- **Records**
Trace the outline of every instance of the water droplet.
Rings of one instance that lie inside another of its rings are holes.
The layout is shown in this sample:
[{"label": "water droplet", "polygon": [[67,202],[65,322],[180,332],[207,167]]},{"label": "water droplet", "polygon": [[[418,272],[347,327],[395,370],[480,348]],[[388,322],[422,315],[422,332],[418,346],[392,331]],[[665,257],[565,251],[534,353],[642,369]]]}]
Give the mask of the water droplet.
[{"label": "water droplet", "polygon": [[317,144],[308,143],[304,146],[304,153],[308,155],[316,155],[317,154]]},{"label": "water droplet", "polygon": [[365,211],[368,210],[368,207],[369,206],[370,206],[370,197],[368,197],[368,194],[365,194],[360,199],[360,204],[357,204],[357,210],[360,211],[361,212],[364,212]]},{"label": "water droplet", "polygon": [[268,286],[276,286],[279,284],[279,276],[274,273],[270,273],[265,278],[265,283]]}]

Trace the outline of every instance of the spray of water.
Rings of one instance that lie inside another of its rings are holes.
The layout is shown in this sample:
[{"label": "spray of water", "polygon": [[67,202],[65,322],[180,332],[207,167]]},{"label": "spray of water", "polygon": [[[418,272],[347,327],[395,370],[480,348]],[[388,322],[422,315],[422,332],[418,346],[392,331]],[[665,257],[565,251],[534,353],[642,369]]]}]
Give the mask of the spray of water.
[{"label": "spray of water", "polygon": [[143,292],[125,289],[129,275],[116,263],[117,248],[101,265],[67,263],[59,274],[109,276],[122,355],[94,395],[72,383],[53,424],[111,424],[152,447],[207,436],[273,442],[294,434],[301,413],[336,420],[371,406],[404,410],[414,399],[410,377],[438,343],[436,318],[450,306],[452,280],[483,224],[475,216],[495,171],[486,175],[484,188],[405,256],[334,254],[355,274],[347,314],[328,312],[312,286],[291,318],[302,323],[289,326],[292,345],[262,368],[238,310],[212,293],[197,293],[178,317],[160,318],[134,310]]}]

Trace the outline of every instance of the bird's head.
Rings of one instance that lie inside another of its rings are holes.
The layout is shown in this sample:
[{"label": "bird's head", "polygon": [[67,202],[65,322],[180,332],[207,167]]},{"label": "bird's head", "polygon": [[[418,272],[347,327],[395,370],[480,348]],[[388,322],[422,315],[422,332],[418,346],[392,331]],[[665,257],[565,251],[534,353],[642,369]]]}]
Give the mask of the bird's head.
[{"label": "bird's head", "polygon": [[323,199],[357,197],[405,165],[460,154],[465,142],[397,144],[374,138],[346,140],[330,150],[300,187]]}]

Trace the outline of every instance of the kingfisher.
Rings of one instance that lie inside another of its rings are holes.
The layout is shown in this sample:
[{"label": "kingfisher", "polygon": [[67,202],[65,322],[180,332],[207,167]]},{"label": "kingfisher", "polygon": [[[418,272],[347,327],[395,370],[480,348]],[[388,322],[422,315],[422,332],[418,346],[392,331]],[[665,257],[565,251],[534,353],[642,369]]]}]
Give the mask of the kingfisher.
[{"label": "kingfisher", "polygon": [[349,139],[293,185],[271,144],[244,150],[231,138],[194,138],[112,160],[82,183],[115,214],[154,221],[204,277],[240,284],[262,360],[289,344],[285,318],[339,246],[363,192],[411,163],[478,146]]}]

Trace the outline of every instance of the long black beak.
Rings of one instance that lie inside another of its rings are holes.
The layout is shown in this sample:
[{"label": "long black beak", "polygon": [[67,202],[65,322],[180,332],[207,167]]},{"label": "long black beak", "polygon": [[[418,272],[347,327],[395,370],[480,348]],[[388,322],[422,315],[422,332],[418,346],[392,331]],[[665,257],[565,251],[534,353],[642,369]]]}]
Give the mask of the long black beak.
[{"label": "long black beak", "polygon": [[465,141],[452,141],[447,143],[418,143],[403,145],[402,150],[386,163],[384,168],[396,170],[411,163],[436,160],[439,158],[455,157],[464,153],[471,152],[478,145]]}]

- **Your task**
Copy the records word for word, starting at the line containing "Trace the outline of every instance of the bird's" and continuing through the final line of the records, including both.

- **Final answer**
Trace the outline of every instance of the bird's head.
Rings of one instance that lie inside another of its rings are holes.
The layout is shown in this sample:
[{"label": "bird's head", "polygon": [[67,202],[65,322],[180,332],[207,167]]},{"label": "bird's head", "polygon": [[[418,272],[347,327],[395,370],[480,348]],[[388,322],[422,315],[422,332],[418,346],[392,331]],[[665,257],[565,251],[534,353],[642,369]]]}]
Give the mask of the bird's head.
[{"label": "bird's head", "polygon": [[323,199],[357,197],[405,165],[460,154],[465,142],[397,144],[374,138],[346,140],[330,150],[300,187]]}]

Trace the outline of every instance of the kingfisher.
Rings of one instance that lie inside another of its rings are holes.
The layout is shown in this sample:
[{"label": "kingfisher", "polygon": [[67,202],[65,322],[180,332],[207,167]]},{"label": "kingfisher", "polygon": [[[418,272],[347,327],[395,370],[480,348]],[[388,322],[422,315],[422,332],[418,346],[392,331]],[[665,257],[565,251],[534,353],[642,369]]]}]
Give the mask of the kingfisher.
[{"label": "kingfisher", "polygon": [[349,139],[293,185],[271,144],[244,150],[231,138],[194,138],[112,160],[82,183],[115,214],[154,221],[204,277],[240,284],[262,360],[289,344],[285,318],[339,246],[363,192],[411,163],[478,146]]}]

Trace the outline of every instance of the long black beak.
Rings of one instance that lie inside another of its rings are holes.
The layout is shown in this sample:
[{"label": "long black beak", "polygon": [[67,202],[65,322],[180,332],[207,167]]},{"label": "long black beak", "polygon": [[[418,272],[347,327],[395,370],[480,348]],[[388,322],[422,315],[422,332],[418,346],[392,331]],[[665,257],[565,251],[534,353],[642,369]]]}]
Give the mask of the long black beak.
[{"label": "long black beak", "polygon": [[465,141],[452,141],[447,143],[418,143],[403,145],[402,150],[386,163],[384,168],[396,170],[411,163],[436,160],[439,158],[455,157],[464,153],[471,152],[478,145]]}]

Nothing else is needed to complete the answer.